» Data for the task:
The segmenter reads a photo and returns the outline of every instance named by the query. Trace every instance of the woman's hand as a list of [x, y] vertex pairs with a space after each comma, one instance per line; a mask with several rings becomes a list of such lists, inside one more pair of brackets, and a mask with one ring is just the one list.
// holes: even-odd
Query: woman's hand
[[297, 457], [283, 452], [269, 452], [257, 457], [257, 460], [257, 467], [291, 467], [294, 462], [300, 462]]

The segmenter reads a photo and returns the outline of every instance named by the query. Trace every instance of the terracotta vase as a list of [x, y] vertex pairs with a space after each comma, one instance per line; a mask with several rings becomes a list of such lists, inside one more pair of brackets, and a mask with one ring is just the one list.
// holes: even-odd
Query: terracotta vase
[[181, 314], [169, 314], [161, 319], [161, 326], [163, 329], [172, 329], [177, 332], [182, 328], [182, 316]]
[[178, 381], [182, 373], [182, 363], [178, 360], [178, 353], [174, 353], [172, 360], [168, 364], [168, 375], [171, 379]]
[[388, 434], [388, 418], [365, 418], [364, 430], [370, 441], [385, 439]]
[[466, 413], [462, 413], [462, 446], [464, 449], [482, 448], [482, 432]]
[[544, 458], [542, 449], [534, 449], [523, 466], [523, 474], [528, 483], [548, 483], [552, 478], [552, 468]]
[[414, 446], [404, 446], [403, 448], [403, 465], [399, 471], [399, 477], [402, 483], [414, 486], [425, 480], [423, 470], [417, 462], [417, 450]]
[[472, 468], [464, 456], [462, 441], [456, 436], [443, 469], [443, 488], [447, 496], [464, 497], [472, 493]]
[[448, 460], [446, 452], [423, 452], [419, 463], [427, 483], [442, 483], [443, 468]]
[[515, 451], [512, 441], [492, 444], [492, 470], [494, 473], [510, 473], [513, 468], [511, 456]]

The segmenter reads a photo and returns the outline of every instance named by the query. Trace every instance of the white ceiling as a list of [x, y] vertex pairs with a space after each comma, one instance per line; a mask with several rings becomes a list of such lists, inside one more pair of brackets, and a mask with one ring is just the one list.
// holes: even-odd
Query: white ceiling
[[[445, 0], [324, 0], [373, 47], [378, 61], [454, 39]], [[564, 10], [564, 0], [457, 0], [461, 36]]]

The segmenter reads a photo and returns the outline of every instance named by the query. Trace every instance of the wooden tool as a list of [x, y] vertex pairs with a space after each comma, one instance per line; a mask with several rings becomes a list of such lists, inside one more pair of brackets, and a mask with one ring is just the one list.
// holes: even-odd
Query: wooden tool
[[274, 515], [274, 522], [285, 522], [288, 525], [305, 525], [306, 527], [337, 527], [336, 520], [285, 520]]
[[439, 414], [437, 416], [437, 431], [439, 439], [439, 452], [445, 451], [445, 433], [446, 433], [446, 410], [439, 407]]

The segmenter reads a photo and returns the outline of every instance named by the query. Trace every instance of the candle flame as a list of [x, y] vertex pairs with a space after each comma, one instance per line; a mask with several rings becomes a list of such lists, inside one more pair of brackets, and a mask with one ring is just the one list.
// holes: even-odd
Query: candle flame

» Problem requirements: Pull out all lines of the data with the string "candle".

» Output:
The segmenter reads a photo and returns the outline of every instance named by the query. Trace every instance of the candle flame as a list of [x, y] vertex pairs with a space after each comma, one instance per line; a mask with several rings becomes a list of such lists, inside one more pair of brackets, and a mask with one ring is just the one list.
Query: candle flame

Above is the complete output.